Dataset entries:
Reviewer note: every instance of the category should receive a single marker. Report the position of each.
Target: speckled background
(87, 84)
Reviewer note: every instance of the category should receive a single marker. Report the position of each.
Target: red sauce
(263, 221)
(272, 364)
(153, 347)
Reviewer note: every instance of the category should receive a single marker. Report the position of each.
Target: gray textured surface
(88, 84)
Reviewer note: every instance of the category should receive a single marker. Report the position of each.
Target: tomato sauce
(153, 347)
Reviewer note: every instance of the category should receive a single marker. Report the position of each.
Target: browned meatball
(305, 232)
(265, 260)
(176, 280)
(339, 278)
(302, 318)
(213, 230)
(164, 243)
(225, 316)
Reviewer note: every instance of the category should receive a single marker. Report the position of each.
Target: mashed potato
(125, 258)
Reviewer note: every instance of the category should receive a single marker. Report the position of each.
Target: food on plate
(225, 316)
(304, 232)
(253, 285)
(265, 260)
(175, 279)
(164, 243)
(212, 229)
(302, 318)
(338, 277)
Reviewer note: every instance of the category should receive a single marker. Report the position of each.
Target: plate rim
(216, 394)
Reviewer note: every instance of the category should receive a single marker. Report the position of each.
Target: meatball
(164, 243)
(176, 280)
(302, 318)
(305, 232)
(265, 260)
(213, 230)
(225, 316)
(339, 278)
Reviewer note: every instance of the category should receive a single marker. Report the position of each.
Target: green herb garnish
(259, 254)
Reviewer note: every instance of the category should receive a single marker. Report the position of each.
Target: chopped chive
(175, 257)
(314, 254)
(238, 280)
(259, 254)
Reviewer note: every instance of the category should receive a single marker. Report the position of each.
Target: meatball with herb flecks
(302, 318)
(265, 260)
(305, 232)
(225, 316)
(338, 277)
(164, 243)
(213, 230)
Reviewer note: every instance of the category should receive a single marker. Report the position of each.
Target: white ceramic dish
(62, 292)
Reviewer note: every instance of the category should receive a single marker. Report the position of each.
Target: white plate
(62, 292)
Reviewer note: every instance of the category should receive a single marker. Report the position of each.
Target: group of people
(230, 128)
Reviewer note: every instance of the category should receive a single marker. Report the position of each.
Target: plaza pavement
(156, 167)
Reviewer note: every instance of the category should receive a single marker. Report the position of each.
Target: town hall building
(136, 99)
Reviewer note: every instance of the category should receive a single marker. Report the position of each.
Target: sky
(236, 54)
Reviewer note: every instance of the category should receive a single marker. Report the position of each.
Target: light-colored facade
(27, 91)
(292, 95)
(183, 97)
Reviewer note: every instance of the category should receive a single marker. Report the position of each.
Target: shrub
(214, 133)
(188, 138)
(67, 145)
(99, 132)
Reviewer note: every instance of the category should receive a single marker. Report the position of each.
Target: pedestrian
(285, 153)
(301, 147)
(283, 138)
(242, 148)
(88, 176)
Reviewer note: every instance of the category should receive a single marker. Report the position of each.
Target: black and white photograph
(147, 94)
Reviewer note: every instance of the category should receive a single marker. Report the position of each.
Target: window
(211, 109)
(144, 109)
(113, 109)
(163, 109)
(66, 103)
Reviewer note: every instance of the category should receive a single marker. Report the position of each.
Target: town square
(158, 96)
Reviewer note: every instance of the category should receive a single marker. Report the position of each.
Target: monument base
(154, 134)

GOAL OF THE EXERCISE
Repeat the data exactly. Omit nothing.

EXERCISE RESULT
Reviewer note: every instance of the category should receive a single marker. Report the position of each.
Target: speckled background
(87, 84)
Reviewer note: every instance of the category should receive a single marker. Report the position of each.
Target: red sauce
(263, 221)
(272, 364)
(153, 347)
Reviewer note: every instance of the category should receive a single marker. Report the position of each.
Target: gray textured surface
(88, 84)
Reviewer note: every instance of the category should receive a single marker. Report the position of each.
Target: tomato sauce
(153, 347)
Reviewer note: every instance of the category should receive a single marker. Report the position of each.
Target: browned meatball
(305, 232)
(265, 260)
(176, 280)
(339, 278)
(302, 318)
(213, 230)
(164, 243)
(225, 316)
Reviewer note: every instance of the category should receive a single marker. Report the position of each.
Target: mashed potato
(125, 258)
Reviewer note: every instance of the category should receive a single marker. Report the position of each.
Target: food on plate
(225, 316)
(304, 232)
(253, 285)
(265, 260)
(175, 279)
(164, 243)
(212, 229)
(302, 318)
(338, 277)
Reviewer note: every instance of the category should receive a single marker. Report the position of each.
Target: plate rim
(216, 394)
Reviewer note: every instance of the category should receive a single marker. Report the position of each.
Target: meatball
(164, 243)
(176, 280)
(302, 318)
(305, 232)
(265, 260)
(213, 230)
(225, 316)
(339, 278)
Reviewer note: every instance of the category should receive a single marker. Report the position of each.
Target: green herb garnish
(259, 254)
Reviewer note: every instance of the category should receive a single marker. Report the position of each.
Target: chopped chive
(175, 257)
(314, 254)
(238, 280)
(259, 254)
Reviewer note: every instance of the category should receive a single marker. Report the position of each.
Target: meatball with herb flecks
(302, 318)
(265, 260)
(305, 232)
(225, 316)
(338, 277)
(164, 243)
(213, 230)
Reviewer note: every instance of the category should receive a single marker. Report the position of each.
Target: white ceramic dish
(62, 292)
Reviewer note: every instance of the category should receive a single marker. Report the position of each.
Target: white plate
(62, 292)
Reviewer note: every instance of the category should receive a single marker. Report the position of each.
Target: group of people
(230, 128)
Reviewer note: every instance of the category should receive a single marker. Report the position of each.
Target: plaza pavement
(156, 167)
Reviewer note: every instance of the category should receive a single marker. Report the position of each.
Target: town hall building
(136, 99)
Reviewer note: every instance of the category should receive a single marker. Report the position of each.
Target: sky
(236, 54)
Reviewer note: every instance of the category should receive a single marker. Report the position of each.
Target: light-colored facade
(27, 91)
(292, 95)
(183, 97)
Reviewer note: every instance of the category should receive a single marker. Report the position of each.
Target: shrub
(214, 133)
(188, 138)
(67, 145)
(99, 132)
Reviewer note: every instance of the category should receive a single marker. Report the position of each.
Target: pedestrian
(285, 153)
(301, 147)
(283, 138)
(242, 148)
(88, 176)
Reviewer note: every instance of the category should receive a single marker. Report the position of each.
Target: black and white photograph
(147, 94)
Reviewer note: every instance of the category should receive a single marker. Report the position of each.
Target: window
(211, 109)
(144, 109)
(113, 109)
(163, 109)
(66, 103)
Reviewer note: every instance of the category should receive a single marker. Report the position of each.
Target: town square
(158, 96)
Reviewer note: every instance of the category should receive a single marker. Report the position of each.
Target: monument base
(154, 134)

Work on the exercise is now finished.